Friday, September 02, 2016

Dr. Paul Craig Roberts & John Embry

Sep. 2, 2016
Featured Guests
Dr. Paul Craig Roberts and John Embry


  • John Embry, Senior Strategist at Sprott Asset Management returns with key insights into the startling 2016 PMs market rally.
  • The recent pullback represents a discounted buying opportunity within a new long-term bull market.
  • Once gold breaks out of the consolidation in terms of the US dollar, the de facto reserve currency, the bull market will continue.
  • China's official 3,000 ton gold reserve figure at the PBoC may be vastly understated; the true stockpile could represent the largest worldwide.
  • A recent article by Koos Jansen shows that China's top banks likely hold massive gold reserves, the traditional asset of choice.
  • The discussion includes "Bond King", Bill Gross, who may soon earn a new royal title of "Gold King."
  • The financially savvy professional seems to be losing his appetite for bonds in favor of gold.
  • The duo suggest that the billions of dollars / currencies held in paper form should be shifted into safer alternatives, such as bullion, and mining shares.
  • The world's most useful precious metal, silver may eventually outshine its rivals, sporting one of the most enviable investment valuations.

◆ **Labeled area outline items**
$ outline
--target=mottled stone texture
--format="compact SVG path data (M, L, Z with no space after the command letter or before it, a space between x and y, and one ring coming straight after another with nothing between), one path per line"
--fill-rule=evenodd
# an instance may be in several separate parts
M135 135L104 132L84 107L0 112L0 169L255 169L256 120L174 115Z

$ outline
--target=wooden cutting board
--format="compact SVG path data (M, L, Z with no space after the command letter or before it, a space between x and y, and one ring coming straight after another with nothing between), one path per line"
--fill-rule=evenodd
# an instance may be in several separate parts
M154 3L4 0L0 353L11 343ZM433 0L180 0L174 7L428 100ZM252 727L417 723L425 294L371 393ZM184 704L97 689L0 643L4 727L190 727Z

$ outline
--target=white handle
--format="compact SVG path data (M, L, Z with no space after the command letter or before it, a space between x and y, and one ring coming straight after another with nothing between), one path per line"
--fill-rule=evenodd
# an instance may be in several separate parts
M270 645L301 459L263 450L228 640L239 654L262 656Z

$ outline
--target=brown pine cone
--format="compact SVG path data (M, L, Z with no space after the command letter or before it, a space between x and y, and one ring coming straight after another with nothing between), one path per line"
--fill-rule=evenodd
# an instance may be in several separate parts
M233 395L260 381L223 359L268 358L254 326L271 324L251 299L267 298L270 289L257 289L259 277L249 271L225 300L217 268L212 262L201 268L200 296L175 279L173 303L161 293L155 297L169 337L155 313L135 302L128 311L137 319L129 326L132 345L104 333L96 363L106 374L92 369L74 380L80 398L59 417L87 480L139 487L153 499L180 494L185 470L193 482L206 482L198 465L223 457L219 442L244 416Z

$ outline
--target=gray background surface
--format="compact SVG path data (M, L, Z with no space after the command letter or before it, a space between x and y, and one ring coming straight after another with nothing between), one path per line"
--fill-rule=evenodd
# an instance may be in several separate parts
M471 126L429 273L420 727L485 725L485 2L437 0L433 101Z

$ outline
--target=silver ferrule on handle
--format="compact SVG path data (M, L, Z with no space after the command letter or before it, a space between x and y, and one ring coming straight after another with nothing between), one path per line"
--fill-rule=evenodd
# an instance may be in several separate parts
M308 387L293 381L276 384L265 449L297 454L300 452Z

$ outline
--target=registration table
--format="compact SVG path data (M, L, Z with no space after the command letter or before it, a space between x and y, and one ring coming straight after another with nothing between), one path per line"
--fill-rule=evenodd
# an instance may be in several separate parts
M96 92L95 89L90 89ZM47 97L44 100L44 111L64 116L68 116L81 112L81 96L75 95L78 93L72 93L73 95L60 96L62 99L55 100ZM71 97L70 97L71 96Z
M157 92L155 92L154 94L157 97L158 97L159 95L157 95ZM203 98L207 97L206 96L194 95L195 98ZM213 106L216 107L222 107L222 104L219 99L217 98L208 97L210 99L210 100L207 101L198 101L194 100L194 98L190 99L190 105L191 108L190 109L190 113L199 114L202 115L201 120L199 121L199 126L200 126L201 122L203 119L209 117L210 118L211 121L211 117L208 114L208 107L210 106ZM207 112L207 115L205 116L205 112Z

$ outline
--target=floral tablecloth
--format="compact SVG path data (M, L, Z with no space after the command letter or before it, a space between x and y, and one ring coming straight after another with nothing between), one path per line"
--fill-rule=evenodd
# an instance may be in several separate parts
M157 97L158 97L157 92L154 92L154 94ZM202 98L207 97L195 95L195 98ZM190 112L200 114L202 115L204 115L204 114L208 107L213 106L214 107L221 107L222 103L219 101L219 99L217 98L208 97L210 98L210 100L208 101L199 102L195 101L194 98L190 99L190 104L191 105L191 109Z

◆ **Problem set**
1. Answer these questions from the show notes on the gold market:
(a) What job title and firm are given for John Embry?
(b) What official gold reserve figure at the PBoC do the show notes mention for China?
(c) Whose recent article is cited about gold held by China's top banks?
2. Name every person mentioned in the show notes on the gold market.
3. Carry on the show notes on the gold market from their last bullet point. Write a few more bullet points in the same style.

◆ **Set of answers**
1.
(a) Senior Strategist at Sprott Asset Management
(b) 3,000 tons
(c) Koos Jansen

2.
Paul Craig Roberts
John Embry
Koos Jansen
Bill Gross

3.
  • Once gold ascends to it's rightful place as king of currencies, the gold / silver ratio will return to 10:1, sending silver into the triple digits.
  • The Irish Times reported that the Bank of Ireland is now charging for the right to deposit funds, making home safes much more desirable.
  • Sales in home safes are soaring across much of Europe, ground zero of the ECB negative saving rates.
  • Senior Research Fellow, Dr. Paul Craig Roberts rejoins the show.
  • The bullion banks have "An infinite stockpile of naked gold shorts, driving down the price."
  • The shorting machination began in 2011, culminating in the 2016 gold rally.
  • An underground international bank transaction clearing system is jeopardizing US dollar hegemony;
  • "If the system gets up and running, big banks will no longer require dollar reserves."
  • The end game is obvious; inevitably market forces must establish equilibrium, sending the PMs skyward.
  • Eventually, higher rates will cause an economic depression of epic scale.
  • The recent US jobs number may be skewed by false assumptions, i.e., Seasonal adjustments making the recent 277,000 job number suspicious.
  • The participation rate, or number of folks working, continues to decline on an annual basis, suggesting bogus BLS numbers.
  • Most new part-time, service jobs offer few perquisites as the deterioration in the labor force continues in earnest, resembling"...a 3rd world economy."
  • The disturbing social theme is emblematic of the difficulties facing young couples attempting to establish and maintain households.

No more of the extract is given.